Count the lines in the items below that contain the word "stadium", and give only that number.

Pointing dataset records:
────────────────

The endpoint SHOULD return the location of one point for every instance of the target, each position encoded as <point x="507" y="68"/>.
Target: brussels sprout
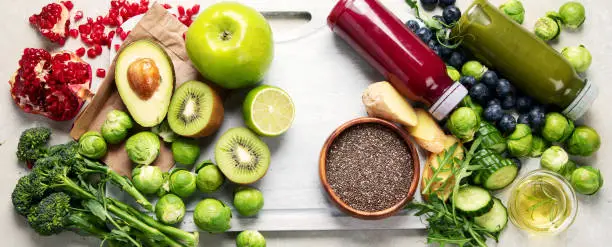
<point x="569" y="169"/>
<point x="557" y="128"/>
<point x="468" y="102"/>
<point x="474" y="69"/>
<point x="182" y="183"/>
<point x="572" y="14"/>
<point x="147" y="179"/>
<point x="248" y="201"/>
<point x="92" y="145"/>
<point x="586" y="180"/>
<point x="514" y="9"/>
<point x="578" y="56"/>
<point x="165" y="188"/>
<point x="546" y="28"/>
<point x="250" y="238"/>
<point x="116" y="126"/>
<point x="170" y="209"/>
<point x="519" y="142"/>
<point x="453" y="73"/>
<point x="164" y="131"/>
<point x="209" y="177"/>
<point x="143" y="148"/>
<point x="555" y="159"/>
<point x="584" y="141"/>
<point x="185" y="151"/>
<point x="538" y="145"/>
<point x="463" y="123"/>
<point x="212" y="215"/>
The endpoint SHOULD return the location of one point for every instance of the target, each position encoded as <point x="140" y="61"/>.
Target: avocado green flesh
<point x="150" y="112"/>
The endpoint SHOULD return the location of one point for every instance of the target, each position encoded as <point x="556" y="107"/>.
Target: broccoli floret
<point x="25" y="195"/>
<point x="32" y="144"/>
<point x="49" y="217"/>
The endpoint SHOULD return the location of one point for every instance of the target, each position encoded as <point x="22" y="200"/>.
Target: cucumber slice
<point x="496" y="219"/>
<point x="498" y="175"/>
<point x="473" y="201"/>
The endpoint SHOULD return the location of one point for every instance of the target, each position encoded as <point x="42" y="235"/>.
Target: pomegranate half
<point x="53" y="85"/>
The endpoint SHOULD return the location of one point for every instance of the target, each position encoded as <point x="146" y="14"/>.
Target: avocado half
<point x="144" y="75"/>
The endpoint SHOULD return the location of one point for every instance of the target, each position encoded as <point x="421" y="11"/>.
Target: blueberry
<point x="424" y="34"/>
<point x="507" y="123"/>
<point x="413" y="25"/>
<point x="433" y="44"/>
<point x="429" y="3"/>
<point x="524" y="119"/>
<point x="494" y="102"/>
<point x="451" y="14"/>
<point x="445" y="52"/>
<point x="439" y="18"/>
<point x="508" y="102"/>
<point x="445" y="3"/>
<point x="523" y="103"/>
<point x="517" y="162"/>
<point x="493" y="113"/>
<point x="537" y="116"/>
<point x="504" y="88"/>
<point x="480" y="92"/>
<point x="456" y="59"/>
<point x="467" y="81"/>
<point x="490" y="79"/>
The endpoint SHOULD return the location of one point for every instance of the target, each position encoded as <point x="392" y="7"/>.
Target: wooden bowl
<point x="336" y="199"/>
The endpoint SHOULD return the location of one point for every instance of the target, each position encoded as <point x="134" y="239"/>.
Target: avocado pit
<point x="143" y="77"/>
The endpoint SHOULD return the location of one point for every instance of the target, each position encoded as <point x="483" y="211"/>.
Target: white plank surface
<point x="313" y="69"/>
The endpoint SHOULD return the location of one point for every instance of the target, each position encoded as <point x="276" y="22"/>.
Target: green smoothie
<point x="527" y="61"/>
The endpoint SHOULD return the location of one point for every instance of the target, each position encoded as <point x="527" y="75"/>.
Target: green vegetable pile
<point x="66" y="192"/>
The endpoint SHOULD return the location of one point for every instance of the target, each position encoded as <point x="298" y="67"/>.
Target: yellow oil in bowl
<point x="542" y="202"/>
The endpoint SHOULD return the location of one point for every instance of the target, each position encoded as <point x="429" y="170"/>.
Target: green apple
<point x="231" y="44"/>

────────────────

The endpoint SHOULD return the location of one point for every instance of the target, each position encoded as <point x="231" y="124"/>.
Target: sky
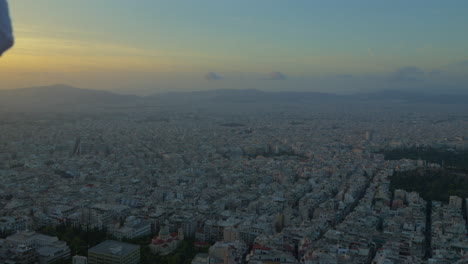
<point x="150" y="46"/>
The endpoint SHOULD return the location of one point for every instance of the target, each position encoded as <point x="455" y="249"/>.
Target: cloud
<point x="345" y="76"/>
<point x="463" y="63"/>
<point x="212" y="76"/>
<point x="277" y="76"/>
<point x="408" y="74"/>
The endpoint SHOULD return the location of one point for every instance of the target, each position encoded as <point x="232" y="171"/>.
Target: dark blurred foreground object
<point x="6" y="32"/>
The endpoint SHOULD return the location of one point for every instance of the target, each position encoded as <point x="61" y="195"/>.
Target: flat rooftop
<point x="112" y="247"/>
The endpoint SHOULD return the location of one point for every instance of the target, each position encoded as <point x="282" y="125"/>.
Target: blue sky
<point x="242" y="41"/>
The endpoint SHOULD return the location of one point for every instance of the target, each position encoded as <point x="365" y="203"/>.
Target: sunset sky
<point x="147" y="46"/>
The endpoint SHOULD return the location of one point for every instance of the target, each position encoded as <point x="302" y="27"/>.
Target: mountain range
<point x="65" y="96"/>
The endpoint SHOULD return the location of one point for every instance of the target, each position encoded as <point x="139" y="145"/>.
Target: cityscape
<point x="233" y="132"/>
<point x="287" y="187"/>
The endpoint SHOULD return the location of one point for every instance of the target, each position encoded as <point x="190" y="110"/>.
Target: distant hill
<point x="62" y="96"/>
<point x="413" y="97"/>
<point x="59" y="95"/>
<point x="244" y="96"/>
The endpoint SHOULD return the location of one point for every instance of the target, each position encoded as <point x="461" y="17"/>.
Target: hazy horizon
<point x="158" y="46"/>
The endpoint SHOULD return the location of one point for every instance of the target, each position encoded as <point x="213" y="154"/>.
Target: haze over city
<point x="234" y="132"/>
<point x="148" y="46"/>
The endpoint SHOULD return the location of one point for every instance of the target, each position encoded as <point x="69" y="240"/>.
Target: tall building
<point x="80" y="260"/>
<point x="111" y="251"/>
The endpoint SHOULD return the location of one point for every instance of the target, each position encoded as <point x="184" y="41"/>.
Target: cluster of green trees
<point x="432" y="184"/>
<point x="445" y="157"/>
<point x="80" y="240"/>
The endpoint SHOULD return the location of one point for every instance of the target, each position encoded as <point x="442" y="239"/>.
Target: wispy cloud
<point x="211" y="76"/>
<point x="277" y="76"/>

────────────────

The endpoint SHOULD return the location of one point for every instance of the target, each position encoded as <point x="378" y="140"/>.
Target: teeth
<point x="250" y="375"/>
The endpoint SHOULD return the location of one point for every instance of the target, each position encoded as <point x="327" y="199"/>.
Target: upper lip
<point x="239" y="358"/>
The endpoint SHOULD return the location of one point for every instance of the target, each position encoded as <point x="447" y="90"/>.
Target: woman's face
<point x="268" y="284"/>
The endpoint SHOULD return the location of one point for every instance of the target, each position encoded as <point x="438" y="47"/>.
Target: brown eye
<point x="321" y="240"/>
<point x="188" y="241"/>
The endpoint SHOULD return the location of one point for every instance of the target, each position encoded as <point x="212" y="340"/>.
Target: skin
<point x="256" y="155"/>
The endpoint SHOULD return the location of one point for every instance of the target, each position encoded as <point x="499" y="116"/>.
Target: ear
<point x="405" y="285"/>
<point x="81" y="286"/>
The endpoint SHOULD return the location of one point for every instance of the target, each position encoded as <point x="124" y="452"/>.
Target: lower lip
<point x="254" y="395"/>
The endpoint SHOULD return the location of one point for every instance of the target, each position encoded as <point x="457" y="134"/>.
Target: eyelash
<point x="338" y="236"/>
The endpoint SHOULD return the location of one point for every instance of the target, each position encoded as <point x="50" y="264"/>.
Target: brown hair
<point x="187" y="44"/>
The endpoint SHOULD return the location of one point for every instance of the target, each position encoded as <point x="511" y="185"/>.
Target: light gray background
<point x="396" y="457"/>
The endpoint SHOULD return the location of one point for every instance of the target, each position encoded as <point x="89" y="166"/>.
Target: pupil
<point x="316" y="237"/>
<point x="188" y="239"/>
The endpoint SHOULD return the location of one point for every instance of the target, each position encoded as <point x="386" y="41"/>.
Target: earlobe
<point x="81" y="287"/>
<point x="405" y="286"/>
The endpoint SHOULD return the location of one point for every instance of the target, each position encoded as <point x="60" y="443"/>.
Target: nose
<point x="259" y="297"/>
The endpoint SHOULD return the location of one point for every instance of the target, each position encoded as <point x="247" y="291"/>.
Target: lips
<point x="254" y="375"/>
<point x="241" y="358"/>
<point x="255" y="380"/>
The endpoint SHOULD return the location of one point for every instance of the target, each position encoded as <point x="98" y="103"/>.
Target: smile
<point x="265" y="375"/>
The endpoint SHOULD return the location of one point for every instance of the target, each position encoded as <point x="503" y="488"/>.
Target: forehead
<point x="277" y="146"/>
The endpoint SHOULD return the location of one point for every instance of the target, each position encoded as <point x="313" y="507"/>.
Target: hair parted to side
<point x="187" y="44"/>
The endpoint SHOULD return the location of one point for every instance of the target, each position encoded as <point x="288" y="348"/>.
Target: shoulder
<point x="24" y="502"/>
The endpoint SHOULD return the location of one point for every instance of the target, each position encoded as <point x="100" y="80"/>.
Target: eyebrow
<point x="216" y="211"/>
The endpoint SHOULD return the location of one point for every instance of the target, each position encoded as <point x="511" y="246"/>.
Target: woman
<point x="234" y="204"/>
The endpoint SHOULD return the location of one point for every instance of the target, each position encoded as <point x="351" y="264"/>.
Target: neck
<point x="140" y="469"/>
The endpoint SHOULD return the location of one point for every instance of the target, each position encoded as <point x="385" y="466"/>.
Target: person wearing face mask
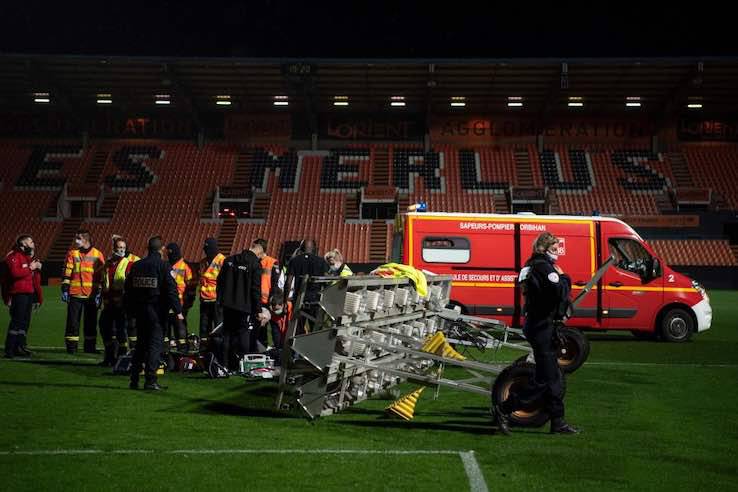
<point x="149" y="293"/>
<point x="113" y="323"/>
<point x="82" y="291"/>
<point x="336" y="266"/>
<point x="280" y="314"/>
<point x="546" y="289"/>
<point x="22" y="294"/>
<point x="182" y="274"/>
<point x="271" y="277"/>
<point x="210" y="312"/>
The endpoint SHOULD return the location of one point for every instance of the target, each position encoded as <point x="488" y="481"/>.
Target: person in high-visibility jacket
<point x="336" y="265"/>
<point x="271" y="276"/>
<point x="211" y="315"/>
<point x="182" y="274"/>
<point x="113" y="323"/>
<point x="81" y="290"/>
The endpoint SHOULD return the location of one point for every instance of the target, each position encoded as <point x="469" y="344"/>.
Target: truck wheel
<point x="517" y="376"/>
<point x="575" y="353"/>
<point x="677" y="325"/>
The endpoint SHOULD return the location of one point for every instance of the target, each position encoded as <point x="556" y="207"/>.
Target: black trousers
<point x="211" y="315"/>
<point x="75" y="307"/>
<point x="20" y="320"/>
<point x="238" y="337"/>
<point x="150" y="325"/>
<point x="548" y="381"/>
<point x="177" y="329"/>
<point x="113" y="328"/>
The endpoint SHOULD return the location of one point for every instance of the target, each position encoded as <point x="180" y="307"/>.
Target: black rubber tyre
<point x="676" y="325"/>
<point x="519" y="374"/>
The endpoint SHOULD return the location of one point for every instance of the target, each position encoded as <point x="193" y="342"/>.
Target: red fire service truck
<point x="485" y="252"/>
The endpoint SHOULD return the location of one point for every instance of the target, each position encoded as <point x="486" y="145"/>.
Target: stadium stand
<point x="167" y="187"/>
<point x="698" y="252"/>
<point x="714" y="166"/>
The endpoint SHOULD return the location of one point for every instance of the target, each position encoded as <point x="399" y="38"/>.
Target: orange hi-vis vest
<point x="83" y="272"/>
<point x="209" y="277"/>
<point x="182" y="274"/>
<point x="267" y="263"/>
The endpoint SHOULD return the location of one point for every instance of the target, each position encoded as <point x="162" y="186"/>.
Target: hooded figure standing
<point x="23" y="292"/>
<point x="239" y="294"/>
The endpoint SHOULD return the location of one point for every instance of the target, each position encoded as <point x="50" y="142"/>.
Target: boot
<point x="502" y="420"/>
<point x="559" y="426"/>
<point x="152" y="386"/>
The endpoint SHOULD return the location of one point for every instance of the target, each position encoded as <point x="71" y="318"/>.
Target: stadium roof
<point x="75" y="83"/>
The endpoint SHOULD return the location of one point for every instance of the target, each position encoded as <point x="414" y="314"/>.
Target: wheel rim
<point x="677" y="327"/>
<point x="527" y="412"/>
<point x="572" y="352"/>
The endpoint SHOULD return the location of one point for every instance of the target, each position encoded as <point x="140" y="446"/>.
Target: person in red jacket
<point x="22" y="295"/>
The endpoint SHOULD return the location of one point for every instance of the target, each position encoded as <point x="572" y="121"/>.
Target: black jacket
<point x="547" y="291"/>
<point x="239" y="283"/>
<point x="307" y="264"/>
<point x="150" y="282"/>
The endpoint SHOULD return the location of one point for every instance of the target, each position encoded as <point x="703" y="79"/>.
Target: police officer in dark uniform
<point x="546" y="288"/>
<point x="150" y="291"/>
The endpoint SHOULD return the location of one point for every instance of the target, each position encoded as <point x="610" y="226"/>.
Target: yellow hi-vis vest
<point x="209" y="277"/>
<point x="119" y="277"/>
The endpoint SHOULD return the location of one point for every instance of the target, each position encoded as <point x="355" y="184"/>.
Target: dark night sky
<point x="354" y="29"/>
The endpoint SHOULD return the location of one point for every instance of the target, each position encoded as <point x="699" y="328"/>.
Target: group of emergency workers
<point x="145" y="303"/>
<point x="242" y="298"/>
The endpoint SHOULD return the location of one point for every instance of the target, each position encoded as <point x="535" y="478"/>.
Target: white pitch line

────────────────

__Result__: 2